━━━━━ Document passage ━━━━━

- An employee sues for sexual harassment? Get the attorneys to do a company-wide seminar!
- Workers bungling the inventory counts? Run’em all through the workshop again!
When you have a problem or opportunity, how do you know that training is the right solution? You don’t, unless, like a good physician, you examine the symptoms, take a history and do some tests.
At the Mav, we’ve developed a great new methodology for helping organizations get more from their training dollars by applying the principles of Lean to training and development. We’re calling it Lean CLO™.
You can be a Lean CLO (aka chief learning officer) at your own company by avoiding shotgun approaches that waste valuable time and money on unnecessary training.
One Lean CLO method is to eliminate training waste by thoroughly diagnosing the problem and focusing your training only on the people whose learning will help meet the objective.
Let’s see an example of how this particular Lean CLO method might work in a meeting between you and the manager of your company’s call centers.
Manager: “Our customer satisfaction’s going in the toilet. We obviously need to put our call center employees -- that’s about 500 people -- through a refresher course.”
Lean CLO: “What numbers are telling you this?” (What’s the problem?)
Manager: “Call handle times are way up.” (How is the problem manifesting itself?)
Lean CLO: “Are all the call centers seeing the increase?” (Where is the problem?)
Manager: “Atlanta’s got the worst performance by far.”
Lean CLO: “And when did the Atlanta numbers start going up?” (When is the problem occurring?)
Manager: “Right after we moved our dishwasher service there. About 4 months ago.”
Lean CLO: “Who’s having the most trouble servicing this product?” (Who is the problem?)
Manager: “The swing shift. About 80 people.”

━━━━━ Recorded information ━━━━━

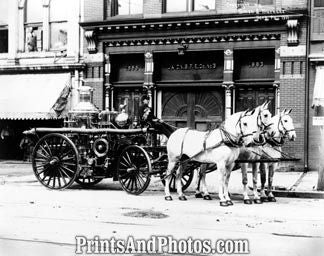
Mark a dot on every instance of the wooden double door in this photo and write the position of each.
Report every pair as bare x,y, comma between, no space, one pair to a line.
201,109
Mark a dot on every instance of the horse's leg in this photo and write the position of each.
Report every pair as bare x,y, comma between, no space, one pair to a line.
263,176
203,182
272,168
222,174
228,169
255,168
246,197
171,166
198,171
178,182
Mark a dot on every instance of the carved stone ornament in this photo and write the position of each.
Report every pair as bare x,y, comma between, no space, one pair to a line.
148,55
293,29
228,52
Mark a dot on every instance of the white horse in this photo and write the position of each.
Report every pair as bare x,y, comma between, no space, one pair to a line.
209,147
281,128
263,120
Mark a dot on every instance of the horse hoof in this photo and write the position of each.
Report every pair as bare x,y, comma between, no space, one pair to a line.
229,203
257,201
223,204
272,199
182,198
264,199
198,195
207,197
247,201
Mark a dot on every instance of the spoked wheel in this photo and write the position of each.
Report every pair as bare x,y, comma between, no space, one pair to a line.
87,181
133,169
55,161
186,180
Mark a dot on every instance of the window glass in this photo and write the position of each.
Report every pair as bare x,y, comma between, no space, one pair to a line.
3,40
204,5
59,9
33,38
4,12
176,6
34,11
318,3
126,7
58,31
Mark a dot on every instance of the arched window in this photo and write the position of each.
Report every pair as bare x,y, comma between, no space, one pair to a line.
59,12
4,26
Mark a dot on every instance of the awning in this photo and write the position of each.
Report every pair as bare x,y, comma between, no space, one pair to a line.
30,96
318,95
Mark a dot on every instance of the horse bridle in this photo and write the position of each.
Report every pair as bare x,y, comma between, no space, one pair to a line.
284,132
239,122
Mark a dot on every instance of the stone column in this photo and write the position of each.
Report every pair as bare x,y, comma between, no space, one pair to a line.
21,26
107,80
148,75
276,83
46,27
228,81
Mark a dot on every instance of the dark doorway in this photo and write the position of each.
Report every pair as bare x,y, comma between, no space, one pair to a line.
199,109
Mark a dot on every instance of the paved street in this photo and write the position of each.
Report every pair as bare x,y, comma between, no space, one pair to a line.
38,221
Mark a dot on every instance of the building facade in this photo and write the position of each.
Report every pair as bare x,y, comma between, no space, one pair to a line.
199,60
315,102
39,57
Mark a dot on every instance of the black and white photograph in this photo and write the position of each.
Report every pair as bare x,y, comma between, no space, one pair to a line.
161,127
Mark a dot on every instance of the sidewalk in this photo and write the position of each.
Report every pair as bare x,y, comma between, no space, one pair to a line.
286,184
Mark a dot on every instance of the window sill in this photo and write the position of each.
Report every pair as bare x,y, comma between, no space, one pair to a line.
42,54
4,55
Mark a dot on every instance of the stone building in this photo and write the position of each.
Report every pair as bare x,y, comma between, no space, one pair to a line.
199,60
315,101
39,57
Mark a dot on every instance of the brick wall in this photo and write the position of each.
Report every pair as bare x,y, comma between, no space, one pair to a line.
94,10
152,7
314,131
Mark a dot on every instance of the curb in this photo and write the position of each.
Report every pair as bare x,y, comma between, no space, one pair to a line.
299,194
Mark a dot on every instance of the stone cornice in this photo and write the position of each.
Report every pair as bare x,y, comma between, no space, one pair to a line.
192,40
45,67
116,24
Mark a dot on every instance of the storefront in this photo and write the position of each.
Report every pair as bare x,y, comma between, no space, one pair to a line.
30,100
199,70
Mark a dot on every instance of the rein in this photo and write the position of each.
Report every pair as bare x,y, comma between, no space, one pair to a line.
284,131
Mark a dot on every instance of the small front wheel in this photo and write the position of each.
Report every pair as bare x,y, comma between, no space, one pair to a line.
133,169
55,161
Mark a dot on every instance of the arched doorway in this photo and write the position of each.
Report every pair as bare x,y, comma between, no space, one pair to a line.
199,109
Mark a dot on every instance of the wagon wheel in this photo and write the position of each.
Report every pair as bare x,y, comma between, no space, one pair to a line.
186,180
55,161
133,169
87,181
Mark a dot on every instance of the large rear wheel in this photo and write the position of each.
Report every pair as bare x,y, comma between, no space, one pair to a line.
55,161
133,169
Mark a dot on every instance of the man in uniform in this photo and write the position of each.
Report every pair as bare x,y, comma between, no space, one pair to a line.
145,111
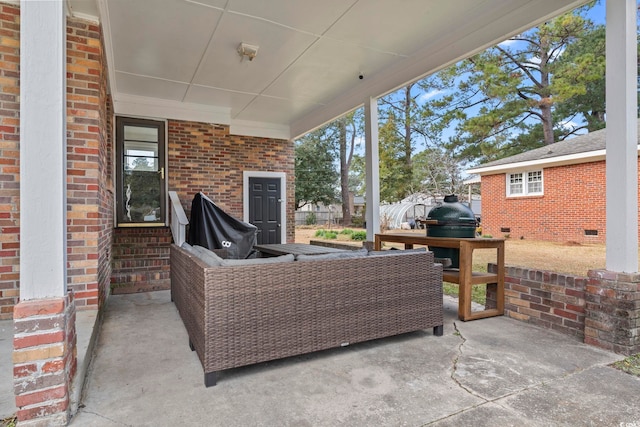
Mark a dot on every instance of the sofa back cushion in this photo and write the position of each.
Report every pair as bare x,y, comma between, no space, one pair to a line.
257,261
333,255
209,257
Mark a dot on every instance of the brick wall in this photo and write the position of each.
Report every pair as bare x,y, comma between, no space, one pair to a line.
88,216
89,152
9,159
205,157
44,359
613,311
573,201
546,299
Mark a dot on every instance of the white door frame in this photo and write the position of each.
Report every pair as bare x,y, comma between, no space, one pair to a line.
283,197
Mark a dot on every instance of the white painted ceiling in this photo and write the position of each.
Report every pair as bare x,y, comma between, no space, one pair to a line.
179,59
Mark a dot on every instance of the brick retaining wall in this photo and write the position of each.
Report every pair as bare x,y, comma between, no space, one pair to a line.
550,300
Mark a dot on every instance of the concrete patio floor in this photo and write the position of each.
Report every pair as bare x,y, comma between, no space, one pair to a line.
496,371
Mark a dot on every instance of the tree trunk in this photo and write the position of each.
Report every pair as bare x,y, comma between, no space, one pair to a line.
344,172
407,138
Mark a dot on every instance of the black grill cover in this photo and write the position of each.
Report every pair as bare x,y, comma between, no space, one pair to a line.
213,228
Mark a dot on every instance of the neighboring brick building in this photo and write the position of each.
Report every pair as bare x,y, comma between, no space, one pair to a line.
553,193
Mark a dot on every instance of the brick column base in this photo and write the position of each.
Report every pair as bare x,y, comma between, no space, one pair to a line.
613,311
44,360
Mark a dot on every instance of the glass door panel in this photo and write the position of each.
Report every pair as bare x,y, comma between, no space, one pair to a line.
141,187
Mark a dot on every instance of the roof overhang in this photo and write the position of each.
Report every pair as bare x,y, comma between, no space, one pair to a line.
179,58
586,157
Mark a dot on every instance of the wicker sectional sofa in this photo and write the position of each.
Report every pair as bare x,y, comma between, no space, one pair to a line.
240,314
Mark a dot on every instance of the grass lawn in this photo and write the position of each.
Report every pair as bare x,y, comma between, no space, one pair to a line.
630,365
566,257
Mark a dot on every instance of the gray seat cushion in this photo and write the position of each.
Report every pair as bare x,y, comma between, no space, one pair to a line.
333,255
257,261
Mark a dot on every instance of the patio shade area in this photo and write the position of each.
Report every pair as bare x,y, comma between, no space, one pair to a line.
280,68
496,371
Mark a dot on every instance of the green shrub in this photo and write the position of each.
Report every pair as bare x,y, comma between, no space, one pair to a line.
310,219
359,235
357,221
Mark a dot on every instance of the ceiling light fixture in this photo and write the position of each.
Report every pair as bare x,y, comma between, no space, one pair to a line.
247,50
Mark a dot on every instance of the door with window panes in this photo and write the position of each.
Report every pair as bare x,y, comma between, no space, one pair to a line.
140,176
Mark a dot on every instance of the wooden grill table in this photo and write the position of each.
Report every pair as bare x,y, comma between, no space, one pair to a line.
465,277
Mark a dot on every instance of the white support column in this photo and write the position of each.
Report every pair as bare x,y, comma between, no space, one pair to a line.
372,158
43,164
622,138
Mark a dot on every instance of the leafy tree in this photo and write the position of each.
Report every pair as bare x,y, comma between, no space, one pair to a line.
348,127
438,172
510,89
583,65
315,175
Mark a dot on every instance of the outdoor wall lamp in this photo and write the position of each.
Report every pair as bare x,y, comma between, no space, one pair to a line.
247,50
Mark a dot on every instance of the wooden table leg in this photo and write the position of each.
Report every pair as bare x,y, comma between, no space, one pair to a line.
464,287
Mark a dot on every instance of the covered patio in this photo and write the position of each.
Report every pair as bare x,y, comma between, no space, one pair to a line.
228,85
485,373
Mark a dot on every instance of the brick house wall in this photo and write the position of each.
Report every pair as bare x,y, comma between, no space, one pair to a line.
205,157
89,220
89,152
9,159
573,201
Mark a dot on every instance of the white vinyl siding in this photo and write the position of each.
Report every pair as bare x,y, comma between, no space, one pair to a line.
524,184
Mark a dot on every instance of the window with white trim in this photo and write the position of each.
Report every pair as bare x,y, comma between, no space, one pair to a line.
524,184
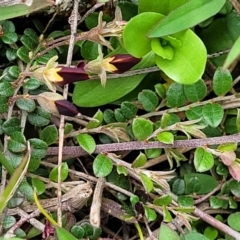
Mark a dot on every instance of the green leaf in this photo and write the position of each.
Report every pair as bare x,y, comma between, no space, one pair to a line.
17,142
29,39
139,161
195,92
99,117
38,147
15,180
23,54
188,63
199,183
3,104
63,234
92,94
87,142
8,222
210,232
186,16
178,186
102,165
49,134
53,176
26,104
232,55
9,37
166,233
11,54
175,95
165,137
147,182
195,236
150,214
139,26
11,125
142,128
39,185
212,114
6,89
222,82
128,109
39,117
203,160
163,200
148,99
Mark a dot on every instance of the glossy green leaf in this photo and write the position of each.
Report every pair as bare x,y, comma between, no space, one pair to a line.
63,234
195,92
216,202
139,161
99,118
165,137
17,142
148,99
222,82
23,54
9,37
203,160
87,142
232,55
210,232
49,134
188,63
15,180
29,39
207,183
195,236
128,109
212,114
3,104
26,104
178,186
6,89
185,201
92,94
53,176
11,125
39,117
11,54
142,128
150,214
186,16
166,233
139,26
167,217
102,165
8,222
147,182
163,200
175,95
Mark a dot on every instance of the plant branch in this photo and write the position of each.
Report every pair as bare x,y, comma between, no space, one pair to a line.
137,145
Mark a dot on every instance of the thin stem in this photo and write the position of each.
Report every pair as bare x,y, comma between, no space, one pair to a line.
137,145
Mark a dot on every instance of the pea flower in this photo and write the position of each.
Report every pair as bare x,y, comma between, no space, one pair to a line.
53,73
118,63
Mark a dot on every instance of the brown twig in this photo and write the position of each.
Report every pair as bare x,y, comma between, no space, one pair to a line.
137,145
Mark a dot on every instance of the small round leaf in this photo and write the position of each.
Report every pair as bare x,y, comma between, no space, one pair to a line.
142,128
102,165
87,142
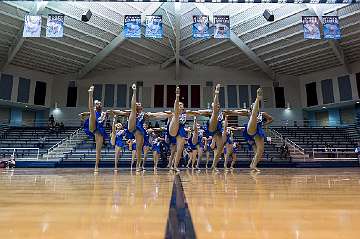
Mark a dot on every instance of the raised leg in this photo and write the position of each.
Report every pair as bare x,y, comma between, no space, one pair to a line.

━━━━━

Work order A » In the Lean CLO passage's dialogue, list every diagnostic question set off in parentheses.
Work order B » Write out the part of the Lean CLO passage starting at "One Lean CLO" and ending at "problem manifesting itself?)".
The lines above are separate material, apart from the Lean CLO passage.

Problem solution A »
- What's the problem?
- How is the problem manifesting itself?
- Where is the problem?
- When is the problem occurring?
- Who is the problem?

Problem solution B »
One Lean CLO method is to eliminate training waste by thoroughly diagnosing the problem and focusing your training only on the people whose learning will help meet the objective.
Let’s see an example of how this particular Lean CLO method might work in a meeting between you and the manager of your company’s call centers.
Manager: “Our customer satisfaction’s going in the toilet. We obviously need to put our call center employees -- that’s about 500 people -- through a refresher course.”
Lean CLO: “What numbers are telling you this?” (What’s the problem?)
Manager: “Call handle times are way up.” (How is the problem manifesting itself?)